READING PASSAGE =>
In this article Executive Director of Grace to You, Phil Johnson, masterfully addresses the pitfalls with Incarnational Sonship while retrieving the Biblical necessity for Eternal Generation. Johnson focuses on the New Testament (Hebrews 1) use of the Old Testament (Psalm 2) as a key to properly retrieving the doctrine of Eternal Generation. In this piece Johnson shows how the church of recent generations has neglected and abandoned Eternal Generation on faulty grounds, misunderstanding monogenes, and aims to aid the church in retrieving this precious doctrine taught in Scripture.

DATASET RECORDS =>

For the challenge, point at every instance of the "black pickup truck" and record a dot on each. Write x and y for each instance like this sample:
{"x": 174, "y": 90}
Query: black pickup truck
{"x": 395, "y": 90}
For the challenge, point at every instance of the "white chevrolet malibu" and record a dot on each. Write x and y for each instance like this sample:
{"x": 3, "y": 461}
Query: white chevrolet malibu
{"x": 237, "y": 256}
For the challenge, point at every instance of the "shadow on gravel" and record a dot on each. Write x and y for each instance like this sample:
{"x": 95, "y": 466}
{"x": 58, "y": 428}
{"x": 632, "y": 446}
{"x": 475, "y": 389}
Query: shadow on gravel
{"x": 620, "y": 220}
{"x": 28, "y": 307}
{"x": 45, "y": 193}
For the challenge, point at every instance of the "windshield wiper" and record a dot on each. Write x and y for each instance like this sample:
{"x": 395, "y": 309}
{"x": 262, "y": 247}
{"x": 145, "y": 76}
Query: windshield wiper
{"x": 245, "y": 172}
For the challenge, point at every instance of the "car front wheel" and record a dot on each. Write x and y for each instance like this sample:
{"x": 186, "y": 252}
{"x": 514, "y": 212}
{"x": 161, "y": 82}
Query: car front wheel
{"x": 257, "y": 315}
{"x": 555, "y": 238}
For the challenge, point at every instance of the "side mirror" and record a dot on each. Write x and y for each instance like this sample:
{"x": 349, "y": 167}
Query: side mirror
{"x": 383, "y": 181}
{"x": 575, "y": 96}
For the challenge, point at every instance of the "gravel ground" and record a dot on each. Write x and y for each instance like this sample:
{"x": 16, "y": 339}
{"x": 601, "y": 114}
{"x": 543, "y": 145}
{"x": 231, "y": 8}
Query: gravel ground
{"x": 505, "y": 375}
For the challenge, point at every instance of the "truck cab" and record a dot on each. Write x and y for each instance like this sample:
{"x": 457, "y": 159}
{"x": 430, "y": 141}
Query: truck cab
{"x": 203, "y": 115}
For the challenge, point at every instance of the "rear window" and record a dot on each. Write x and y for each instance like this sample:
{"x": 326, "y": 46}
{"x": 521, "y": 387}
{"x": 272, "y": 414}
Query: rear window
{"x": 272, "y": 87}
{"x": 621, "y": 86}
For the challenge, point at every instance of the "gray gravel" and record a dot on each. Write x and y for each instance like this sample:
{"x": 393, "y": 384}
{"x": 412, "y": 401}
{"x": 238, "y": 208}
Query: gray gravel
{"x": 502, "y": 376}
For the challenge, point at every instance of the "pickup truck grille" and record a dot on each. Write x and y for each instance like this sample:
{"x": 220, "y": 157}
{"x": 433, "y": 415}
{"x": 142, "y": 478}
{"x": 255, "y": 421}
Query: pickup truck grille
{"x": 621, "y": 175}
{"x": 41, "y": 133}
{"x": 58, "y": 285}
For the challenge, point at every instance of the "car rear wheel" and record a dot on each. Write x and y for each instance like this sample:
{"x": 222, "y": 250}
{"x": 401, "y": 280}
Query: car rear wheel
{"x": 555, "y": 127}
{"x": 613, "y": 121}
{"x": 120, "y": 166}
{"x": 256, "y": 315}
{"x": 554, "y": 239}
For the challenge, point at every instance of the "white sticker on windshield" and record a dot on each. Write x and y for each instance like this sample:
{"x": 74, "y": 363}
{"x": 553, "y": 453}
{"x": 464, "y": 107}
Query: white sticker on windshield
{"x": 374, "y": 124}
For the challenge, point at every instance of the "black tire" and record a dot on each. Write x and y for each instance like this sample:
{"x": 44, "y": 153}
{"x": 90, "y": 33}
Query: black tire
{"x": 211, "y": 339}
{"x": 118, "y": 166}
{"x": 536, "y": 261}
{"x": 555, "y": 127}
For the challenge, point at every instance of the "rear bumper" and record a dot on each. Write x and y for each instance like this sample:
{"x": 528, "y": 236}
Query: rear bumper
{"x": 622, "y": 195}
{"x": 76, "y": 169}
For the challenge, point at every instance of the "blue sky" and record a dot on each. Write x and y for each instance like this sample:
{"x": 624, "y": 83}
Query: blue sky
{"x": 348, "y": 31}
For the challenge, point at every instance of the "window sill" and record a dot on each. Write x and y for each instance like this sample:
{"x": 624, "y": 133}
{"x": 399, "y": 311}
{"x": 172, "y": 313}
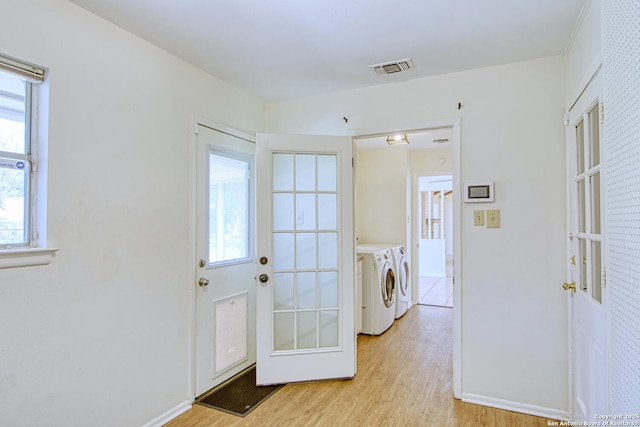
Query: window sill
{"x": 26, "y": 257}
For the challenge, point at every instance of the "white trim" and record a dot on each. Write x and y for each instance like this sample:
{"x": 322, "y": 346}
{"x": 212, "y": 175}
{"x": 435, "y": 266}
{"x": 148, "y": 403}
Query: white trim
{"x": 26, "y": 257}
{"x": 576, "y": 27}
{"x": 590, "y": 75}
{"x": 524, "y": 408}
{"x": 171, "y": 414}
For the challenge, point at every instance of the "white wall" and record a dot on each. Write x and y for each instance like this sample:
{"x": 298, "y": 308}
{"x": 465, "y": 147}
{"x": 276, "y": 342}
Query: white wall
{"x": 621, "y": 66}
{"x": 584, "y": 54}
{"x": 514, "y": 339}
{"x": 382, "y": 219}
{"x": 100, "y": 337}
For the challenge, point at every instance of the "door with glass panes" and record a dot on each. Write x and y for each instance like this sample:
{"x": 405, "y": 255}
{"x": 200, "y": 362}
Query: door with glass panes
{"x": 305, "y": 252}
{"x": 585, "y": 284}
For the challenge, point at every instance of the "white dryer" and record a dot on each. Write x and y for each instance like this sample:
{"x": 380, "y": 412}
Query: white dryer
{"x": 403, "y": 283}
{"x": 378, "y": 290}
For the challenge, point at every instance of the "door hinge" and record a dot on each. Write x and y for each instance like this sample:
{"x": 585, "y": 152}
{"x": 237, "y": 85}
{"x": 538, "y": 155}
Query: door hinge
{"x": 601, "y": 112}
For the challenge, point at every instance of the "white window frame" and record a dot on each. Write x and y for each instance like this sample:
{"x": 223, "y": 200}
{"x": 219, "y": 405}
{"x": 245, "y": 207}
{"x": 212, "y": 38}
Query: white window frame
{"x": 34, "y": 250}
{"x": 249, "y": 159}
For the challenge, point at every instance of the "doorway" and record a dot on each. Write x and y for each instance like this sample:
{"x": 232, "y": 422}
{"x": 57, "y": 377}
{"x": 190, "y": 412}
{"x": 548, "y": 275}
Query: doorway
{"x": 435, "y": 240}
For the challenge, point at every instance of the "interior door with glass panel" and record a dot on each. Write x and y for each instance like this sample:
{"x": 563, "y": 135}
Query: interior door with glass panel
{"x": 225, "y": 268}
{"x": 306, "y": 257}
{"x": 585, "y": 285}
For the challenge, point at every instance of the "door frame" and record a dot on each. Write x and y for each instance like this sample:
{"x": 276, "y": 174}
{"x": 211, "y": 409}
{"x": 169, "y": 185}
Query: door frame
{"x": 454, "y": 124}
{"x": 191, "y": 239}
{"x": 586, "y": 99}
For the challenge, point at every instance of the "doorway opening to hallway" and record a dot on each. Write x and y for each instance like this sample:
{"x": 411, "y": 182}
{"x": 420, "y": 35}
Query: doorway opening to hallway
{"x": 435, "y": 245}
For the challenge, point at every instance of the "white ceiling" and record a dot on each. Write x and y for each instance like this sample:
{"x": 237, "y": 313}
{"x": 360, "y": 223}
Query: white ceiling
{"x": 282, "y": 49}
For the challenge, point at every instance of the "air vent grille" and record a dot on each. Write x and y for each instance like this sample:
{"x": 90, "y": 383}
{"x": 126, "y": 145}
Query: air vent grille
{"x": 393, "y": 66}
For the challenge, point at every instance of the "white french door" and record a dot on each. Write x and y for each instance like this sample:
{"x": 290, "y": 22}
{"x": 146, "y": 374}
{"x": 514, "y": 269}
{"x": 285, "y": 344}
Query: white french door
{"x": 305, "y": 277}
{"x": 587, "y": 293}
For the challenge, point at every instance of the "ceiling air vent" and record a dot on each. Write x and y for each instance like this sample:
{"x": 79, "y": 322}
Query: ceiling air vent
{"x": 393, "y": 66}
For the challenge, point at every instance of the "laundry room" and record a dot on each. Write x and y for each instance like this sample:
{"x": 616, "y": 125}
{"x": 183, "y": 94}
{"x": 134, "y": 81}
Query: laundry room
{"x": 389, "y": 218}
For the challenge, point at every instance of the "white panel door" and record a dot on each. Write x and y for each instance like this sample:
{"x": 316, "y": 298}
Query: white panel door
{"x": 306, "y": 257}
{"x": 587, "y": 293}
{"x": 224, "y": 265}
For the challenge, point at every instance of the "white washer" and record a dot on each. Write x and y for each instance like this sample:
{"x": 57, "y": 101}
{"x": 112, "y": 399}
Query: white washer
{"x": 403, "y": 283}
{"x": 378, "y": 290}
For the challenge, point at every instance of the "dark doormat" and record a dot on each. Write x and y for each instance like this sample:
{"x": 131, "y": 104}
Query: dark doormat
{"x": 240, "y": 395}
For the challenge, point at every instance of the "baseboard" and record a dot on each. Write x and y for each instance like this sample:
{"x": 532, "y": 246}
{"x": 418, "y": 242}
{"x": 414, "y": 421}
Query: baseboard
{"x": 169, "y": 415}
{"x": 540, "y": 411}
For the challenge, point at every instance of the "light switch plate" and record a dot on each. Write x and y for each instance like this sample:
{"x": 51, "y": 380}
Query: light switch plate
{"x": 493, "y": 218}
{"x": 478, "y": 217}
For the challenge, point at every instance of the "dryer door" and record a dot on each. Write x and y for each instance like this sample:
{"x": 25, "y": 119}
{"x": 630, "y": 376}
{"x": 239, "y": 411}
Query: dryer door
{"x": 388, "y": 285}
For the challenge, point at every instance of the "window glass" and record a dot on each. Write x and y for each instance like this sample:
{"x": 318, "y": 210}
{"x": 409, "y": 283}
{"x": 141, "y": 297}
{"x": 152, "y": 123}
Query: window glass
{"x": 229, "y": 225}
{"x": 15, "y": 162}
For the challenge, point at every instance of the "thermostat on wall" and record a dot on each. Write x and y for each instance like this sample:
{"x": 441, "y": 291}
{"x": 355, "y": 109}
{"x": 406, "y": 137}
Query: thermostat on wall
{"x": 479, "y": 192}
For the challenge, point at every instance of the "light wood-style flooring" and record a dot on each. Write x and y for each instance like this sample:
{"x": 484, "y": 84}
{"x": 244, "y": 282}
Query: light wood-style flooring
{"x": 437, "y": 290}
{"x": 404, "y": 378}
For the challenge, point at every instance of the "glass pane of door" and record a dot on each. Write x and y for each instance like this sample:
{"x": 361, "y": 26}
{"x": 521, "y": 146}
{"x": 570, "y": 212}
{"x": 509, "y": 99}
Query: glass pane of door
{"x": 229, "y": 207}
{"x": 594, "y": 137}
{"x": 580, "y": 147}
{"x": 305, "y": 247}
{"x": 596, "y": 268}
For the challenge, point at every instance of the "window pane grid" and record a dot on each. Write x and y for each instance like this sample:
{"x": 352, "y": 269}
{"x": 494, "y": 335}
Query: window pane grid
{"x": 587, "y": 225}
{"x": 305, "y": 236}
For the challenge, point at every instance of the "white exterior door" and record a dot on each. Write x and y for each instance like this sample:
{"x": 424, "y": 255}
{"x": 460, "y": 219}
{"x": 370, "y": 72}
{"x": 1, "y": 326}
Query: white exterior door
{"x": 306, "y": 257}
{"x": 224, "y": 265}
{"x": 585, "y": 285}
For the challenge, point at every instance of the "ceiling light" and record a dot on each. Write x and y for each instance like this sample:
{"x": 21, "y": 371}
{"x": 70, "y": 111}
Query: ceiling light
{"x": 398, "y": 139}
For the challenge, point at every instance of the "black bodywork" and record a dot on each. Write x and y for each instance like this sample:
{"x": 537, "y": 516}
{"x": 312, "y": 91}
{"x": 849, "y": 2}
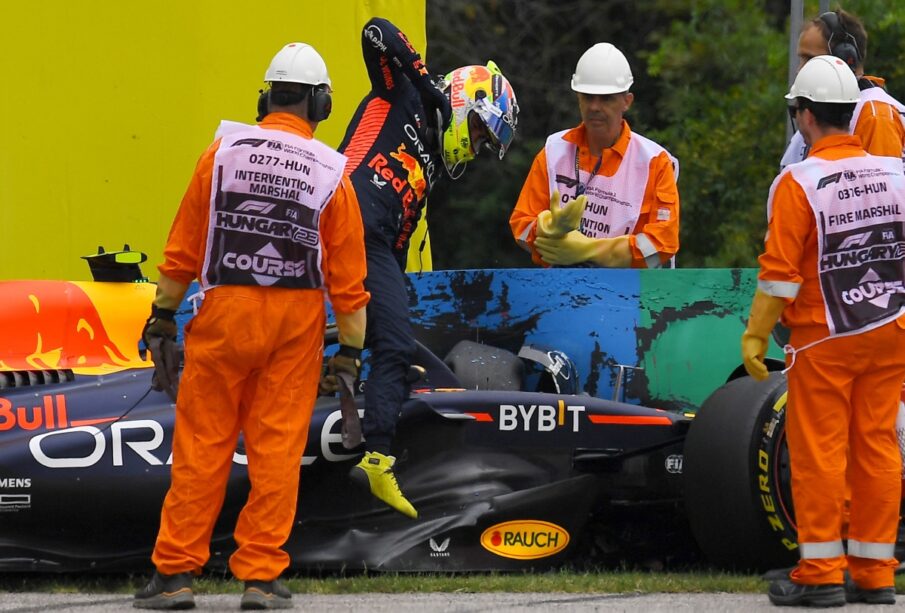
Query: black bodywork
{"x": 503, "y": 479}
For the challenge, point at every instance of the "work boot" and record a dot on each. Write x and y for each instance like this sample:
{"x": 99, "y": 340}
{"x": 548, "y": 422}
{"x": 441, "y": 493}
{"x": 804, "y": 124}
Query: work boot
{"x": 378, "y": 469}
{"x": 883, "y": 595}
{"x": 786, "y": 593}
{"x": 166, "y": 592}
{"x": 261, "y": 595}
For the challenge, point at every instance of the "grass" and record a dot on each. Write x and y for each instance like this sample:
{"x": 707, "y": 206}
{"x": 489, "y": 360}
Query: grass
{"x": 395, "y": 583}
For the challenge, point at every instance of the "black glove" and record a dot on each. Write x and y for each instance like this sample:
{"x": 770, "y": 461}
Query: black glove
{"x": 343, "y": 367}
{"x": 159, "y": 334}
{"x": 436, "y": 103}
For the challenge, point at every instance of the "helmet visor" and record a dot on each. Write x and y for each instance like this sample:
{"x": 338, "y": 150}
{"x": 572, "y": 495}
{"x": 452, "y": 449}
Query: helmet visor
{"x": 499, "y": 131}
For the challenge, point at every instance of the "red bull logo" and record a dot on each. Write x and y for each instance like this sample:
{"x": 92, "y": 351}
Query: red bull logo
{"x": 57, "y": 325}
{"x": 415, "y": 174}
{"x": 50, "y": 414}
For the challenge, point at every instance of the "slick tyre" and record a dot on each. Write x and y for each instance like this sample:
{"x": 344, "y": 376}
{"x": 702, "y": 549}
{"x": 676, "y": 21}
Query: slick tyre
{"x": 737, "y": 485}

TASKS =>
A - In the passage about Eternal Generation, which Old Testament text's use in Hebrews 1 does Johnson treat as key to retrieving the doctrine?
B - Carry on the passage about Eternal Generation from its last sentence.
The entries play no part here.

TASK-BY-TASK RESULTS =>
A - Psalm 2.

B -
Fred Sanders

Incorruptible Trinity: Sketch of a Doctrine

The doctrine of divine incorruptibility deserves more focused attention than it has generally received, especially in the modern period. This article draws the doctrine from its Scriptural sources (especially making use of the phthora word-group) and sketches its basic shape for systematic theology. First, it establishes the doctrine as a statement about God’s nature (that it is not subject to decay), and then traces its implications through Christology and soteriology. Finally, with the overall doctrine sketched out, the article suggests what is especially trinitarian in the doctrine of God’s incorruptibility.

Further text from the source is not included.